**Problem**: Pull out the passage in the pipeline guide from "# get data for" up to and including "load_info = pipeline.run(data)", and copy it word for word.

— START OF Selected text —

Run a pipeline
Follow the steps below to run your pipeline script, see your loaded data and tables, inspect pipeline state, trace and handle the most common problems.
1. Write and execute pipeline script
Once you have created a new pipeline or added and verified a source, you will want to use it to load data. You need to write (or customize) a pipeline script, like the one below that loads data from the chess.com API:
import dlt
if __name__ == "__main__":
pipeline = dlt.pipeline(pipeline_name="chess_pipeline", destination='duckdb', dataset_name="games_data")
# get data for a few famous players
data = chess_source(['magnuscarlsen', 'rpragchess'], start_month="2022/11", end_month="2022/12")
load_info = pipeline.run(data)

— END OF Selected text —
— START OF Records shown —

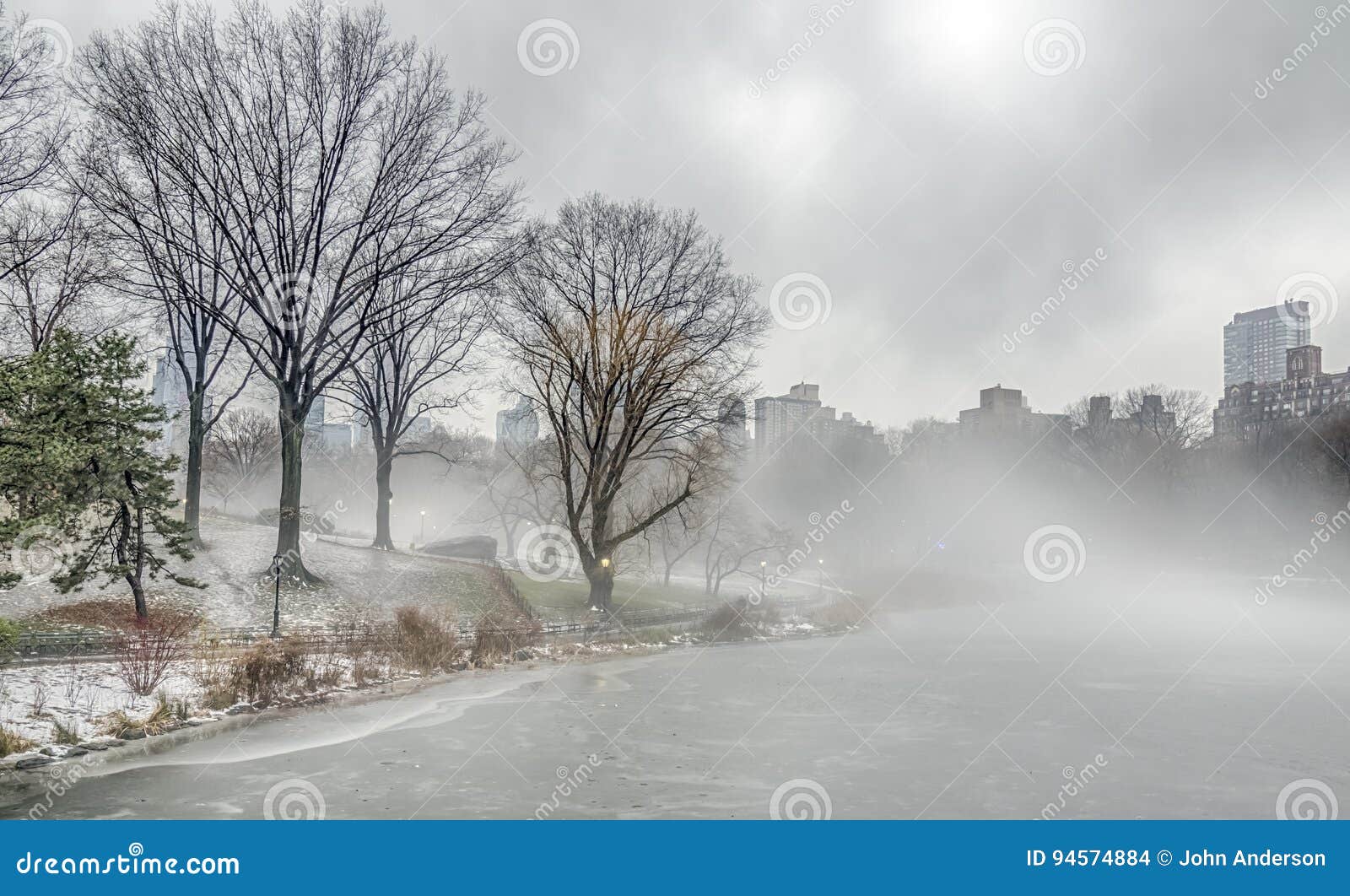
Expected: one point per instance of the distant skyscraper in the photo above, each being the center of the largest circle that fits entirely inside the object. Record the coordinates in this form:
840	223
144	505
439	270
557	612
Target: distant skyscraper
517	427
800	416
1255	344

— END OF Records shown —

**Answer to this exercise**:
# get data for a few famous players
data = chess_source(['magnuscarlsen', 'rpragchess'], start_month="2022/11", end_month="2022/12")
load_info = pipeline.run(data)